_Document_.
------------------------------------------------------------
It did not really come as a surprise that once again massive organizational failure, in particular of the Catholic Church, was identified as a major finding. It did not come as a surprise because for years there had been a never-ending stream of trials, not just in Australia, suggesting just that, and providing plenty of evidence that the Catholic Church – in its (continued) belief that it is a law and world unto itself — had engaged for decades in what might generously be called economy with the truth.

Two weeks earlier, after another year of numerous reports of questionable practices, and record profits of the four major banks, the Turnbull government saw itself forced — by its own backbenchers, no less — to announce that it would establish a RC into misconduct in the banking industry. It was a step that Labor and the Greens had urged for more than a year. (The recent draft report of the Productivity Commission has made clear that some such RC is indeed overdue.) The Turnbull government’s acceptance of something that it could not prevent, and its subsequent attempts to undermine the effectiveness of the RC by simultaneously widening its scope and imposing an essentially unrealistic timeline, demonstrates, at the minimum, the kind of myopic opportunism that Australian politics seems drenched in.
------------------------------------------------------------
_Written problem 1_. Decide whether each statement agrees with the commentary: (a) Labor and the Greens had pressed for the banking inquiry for over a year; (b) the Turnbull government announced the banking inquiry without being pushed by anyone; (c) the finding of failure in the Catholic Church came as a surprise. For each, answer yes or no and quote the words of the commentary that decide it.
_Written problem 2_. According to the commentary, why was the finding of organizational failure in the Catholic Church not a surprise? Answer in one to three sentences.
_Written problem 3_. Repeat the part of the commentary that begins at the words "Two weeks earlier, after" and stops after "seems drenched in.".

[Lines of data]
------------------------------------------------------------
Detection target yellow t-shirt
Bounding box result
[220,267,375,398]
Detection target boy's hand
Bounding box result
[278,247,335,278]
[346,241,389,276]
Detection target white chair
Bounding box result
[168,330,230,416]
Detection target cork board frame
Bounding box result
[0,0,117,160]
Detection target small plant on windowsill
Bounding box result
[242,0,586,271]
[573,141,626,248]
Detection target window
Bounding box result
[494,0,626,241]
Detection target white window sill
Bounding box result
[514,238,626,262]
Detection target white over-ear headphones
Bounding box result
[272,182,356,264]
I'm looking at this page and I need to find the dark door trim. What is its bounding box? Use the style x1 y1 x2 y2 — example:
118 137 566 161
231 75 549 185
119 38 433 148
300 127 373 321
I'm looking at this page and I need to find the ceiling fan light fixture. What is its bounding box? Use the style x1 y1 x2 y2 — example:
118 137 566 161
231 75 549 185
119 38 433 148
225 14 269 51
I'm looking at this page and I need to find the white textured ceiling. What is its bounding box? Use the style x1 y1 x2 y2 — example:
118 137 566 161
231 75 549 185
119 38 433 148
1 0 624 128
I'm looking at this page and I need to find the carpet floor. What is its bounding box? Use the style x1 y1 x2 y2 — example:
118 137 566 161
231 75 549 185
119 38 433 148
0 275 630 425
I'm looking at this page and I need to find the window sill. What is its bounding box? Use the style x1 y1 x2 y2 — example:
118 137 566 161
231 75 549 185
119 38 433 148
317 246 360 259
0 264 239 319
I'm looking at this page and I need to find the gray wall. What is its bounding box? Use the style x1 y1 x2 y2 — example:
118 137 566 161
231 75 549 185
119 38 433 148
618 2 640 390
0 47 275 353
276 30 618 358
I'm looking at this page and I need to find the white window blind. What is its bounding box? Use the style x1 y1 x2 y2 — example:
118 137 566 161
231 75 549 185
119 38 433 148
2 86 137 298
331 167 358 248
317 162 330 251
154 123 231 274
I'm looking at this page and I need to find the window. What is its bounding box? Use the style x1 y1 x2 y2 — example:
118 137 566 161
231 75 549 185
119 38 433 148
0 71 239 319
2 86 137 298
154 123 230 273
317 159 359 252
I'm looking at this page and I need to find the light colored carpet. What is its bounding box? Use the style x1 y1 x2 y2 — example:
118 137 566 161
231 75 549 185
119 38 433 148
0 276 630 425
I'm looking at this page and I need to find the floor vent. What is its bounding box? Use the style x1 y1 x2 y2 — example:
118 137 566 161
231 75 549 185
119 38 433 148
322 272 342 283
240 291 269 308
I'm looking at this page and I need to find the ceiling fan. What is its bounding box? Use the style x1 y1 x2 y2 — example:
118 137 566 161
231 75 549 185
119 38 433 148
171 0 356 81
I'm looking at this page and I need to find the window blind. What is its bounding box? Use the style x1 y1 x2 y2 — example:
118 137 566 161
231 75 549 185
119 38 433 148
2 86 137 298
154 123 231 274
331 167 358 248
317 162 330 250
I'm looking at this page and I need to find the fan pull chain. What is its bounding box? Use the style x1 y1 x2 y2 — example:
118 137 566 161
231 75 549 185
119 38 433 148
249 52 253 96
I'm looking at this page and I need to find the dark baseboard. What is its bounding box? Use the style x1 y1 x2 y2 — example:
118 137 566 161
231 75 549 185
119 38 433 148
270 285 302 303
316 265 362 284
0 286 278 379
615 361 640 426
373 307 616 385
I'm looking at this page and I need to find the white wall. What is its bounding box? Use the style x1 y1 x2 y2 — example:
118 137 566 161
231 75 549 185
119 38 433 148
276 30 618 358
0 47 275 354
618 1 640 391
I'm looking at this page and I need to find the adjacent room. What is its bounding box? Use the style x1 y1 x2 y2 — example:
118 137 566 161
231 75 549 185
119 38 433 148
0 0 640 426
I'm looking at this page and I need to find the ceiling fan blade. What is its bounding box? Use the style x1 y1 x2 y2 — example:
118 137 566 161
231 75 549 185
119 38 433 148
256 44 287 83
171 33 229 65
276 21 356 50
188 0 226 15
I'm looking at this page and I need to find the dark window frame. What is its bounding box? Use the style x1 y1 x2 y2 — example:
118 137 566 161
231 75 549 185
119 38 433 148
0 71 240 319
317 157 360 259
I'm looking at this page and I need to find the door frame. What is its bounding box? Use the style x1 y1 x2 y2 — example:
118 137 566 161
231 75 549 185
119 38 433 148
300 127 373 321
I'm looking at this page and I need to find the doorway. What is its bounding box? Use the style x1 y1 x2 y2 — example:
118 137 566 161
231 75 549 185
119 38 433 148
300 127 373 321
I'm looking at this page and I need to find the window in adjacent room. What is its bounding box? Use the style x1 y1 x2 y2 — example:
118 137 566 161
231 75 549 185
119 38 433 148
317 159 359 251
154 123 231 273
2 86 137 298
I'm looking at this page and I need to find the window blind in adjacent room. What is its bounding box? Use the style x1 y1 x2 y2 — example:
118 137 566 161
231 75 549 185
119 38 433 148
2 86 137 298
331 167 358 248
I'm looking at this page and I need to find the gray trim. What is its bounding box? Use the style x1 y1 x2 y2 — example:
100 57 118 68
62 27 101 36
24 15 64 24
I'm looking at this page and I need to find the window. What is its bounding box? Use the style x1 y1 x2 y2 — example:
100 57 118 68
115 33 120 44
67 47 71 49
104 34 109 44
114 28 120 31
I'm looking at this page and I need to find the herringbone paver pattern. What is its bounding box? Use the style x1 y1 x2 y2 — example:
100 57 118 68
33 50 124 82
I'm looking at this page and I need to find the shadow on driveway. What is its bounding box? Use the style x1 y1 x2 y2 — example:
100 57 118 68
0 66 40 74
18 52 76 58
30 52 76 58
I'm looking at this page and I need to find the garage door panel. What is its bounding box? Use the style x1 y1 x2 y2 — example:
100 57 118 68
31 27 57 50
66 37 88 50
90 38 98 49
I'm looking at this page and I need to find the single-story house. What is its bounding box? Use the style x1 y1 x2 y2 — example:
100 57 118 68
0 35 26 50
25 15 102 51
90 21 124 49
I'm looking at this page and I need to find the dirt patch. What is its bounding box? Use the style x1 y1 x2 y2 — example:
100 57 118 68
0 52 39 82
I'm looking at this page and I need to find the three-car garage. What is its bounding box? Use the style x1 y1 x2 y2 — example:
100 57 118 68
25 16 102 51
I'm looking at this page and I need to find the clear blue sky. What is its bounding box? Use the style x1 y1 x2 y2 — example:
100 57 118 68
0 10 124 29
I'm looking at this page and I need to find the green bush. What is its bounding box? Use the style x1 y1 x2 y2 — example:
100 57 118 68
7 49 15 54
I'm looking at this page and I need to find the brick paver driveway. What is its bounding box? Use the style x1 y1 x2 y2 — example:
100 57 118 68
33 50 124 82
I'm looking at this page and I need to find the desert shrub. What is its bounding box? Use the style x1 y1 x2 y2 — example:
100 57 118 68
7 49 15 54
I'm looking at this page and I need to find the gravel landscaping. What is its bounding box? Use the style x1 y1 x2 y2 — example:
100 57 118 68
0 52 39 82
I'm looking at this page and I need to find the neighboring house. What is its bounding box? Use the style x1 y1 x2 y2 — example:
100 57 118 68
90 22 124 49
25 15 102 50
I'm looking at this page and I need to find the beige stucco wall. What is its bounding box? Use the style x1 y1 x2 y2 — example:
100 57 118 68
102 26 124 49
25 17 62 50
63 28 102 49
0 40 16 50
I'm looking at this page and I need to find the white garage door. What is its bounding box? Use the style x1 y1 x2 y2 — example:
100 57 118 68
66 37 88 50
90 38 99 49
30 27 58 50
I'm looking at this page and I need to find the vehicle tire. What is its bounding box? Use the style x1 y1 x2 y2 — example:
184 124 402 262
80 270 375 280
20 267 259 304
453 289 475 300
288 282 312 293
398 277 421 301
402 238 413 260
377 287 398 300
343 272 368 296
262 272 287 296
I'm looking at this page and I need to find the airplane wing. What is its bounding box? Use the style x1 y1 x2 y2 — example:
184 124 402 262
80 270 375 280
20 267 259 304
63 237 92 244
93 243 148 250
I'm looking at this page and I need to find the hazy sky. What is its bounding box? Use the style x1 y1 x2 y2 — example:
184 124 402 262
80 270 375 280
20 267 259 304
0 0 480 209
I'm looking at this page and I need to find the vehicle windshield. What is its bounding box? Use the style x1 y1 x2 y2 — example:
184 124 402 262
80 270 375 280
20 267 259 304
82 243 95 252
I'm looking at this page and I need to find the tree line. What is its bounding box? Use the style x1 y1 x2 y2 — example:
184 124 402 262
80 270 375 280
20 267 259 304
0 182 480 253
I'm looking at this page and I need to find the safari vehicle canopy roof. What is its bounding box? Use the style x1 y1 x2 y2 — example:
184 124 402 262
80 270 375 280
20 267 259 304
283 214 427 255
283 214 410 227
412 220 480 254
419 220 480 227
------------------------------------------------------------
_Full answer 1_.
(a) Yes: "It was a step that Labor and the Greens had urged for more than a year."
(b) No: "the Turnbull government saw itself forced — by its own backbenchers, no less"
(c) No: "It did not really come as a surprise"

_Full answer 2_. For years there had been a never-ending stream of trials, not only in Australia, that pointed to that failure. Those trials provided plenty of evidence that the Church had engaged for decades in what might generously be called economy with the truth.

_Full answer 3_.
Two weeks earlier, after another year of numerous reports of questionable practices, and record profits of the four major banks, the Turnbull government saw itself forced — by its own backbenchers, no less — to announce that it would establish a RC into misconduct in the banking industry. It was a step that Labor and the Greens had urged for more than a year. (The recent draft report of the Productivity Commission has made clear that some such RC is indeed overdue.) The Turnbull government’s acceptance of something that it could not prevent, and its subsequent attempts to undermine the effectiveness of the RC by simultaneously widening its scope and imposing an essentially unrealistic timeline, demonstrates, at the minimum, the kind of myopic opportunism that Australian politics seems drenched in.